SOURCE PASSAGE:
╭──
Features and Columns · TV

Westworld: “Kiksuya” Offers a Most Beautiful Look at This Brutal World

“Mi cante ki yu ha ya ye.”
Kiksuya
By  · Published on June 10th, 2018

This week’s episode is a big departure from the series norm in that it barely features any of the show’s regular players. A few pop up, but their dialogue is kept to a minimum if they say anything at all, and instead the focus is almost entirely on a character who’s been little more than a threatening enigma until now. Of course, that doesn’t mean we don’t still learn a bit more about the park and the other characters who inhabit it.

Let’s take a look at season two, episode eight of Westworld: “Kiksuya”


Akecheta (Zahn McClarnon) has been a part of multiple episodes across both the first and second seasons, but most viewers probably don’t even know his name. As the presumed leader of the Ghost Nation he’s been present for numerous assaults on hosts and guests alike thanks to the tribe’s scripted role as savage bad guys, but perhaps unsurprisingly, there’s far more to his story. One of this episode’s many strengths is how smoothly it brings a background player into the light. More than that, it shows us just how integral this particular character has been all along. It’s been clear throughout season two that something was up with the Ghost Nation as Maeve’s (Thandie Newton) ability to control and command other hosts has been ineffective against its members, and now we know why.

Akecheta reached consciousness before Maeve even heard her first internal whispers.

Just as Maeve and Dolores (Evan Rachel Wood) have awakened to become leaders of other newly conscious hosts, Akecheta encountered his own journey of suffering, loss, and discovery. Before telling his tale, though, he encounters an old man, riddled with bullets and dying on a river bank. The Man in Black, aka old William (Ed Harris) is nearly dead when Akecheta finds him and brings him back to his people for some good old-fashioned payback saying “Death is a passage from this brutal world. You don’t deserve an exit.” Maeve’s daughter, who was abducted last week, is frightened by his arrival — William’s, not Akecheta’s — but she’s told the man is no longer a threat to anyone.
╰──
MATERIAL PROVIDED:
╭──
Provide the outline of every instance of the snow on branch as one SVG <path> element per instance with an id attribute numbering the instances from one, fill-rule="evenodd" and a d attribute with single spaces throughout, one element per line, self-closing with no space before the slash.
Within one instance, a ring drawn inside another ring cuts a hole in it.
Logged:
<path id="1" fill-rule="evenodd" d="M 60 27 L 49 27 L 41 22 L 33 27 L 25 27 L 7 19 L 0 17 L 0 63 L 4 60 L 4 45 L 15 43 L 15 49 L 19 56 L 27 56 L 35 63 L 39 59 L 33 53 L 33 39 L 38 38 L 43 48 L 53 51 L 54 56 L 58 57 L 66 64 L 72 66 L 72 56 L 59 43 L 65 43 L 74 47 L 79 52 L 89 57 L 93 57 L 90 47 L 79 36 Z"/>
╰──
WRITTEN INSTRUCTION 1:
According to the Westworld review, why does Akecheta bring the dying William back to his people instead of leaving him on the river bank?
WRITTEN INSTRUCTION 2:
Retype the portion of the Westworld review that runs from "Akecheta reached consciousness" up to and including "threat to anyone.", without changing any of it.

FULL SOLUTION 1:
He brings William back for payback. As he says, death is a passage from this brutal world, and William does not deserve an exit.

FULL SOLUTION 2:
Akecheta reached consciousness before Maeve even heard her first internal whispers.

Just as Maeve and Dolores (Evan Rachel Wood) have awakened to become leaders of other newly conscious hosts, Akecheta encountered his own journey of suffering, loss, and discovery. Before telling his tale, though, he encounters an old man, riddled with bullets and dying on a river bank. The Man in Black, aka old William (Ed Harris) is nearly dead when Akecheta finds him and brings him back to his people for some good old-fashioned payback saying “Death is a passage from this brutal world. You don’t deserve an exit.” Maeve’s daughter, who was abducted last week, is frightened by his arrival — William’s, not Akecheta’s — but she’s told the man is no longer a threat to anyone.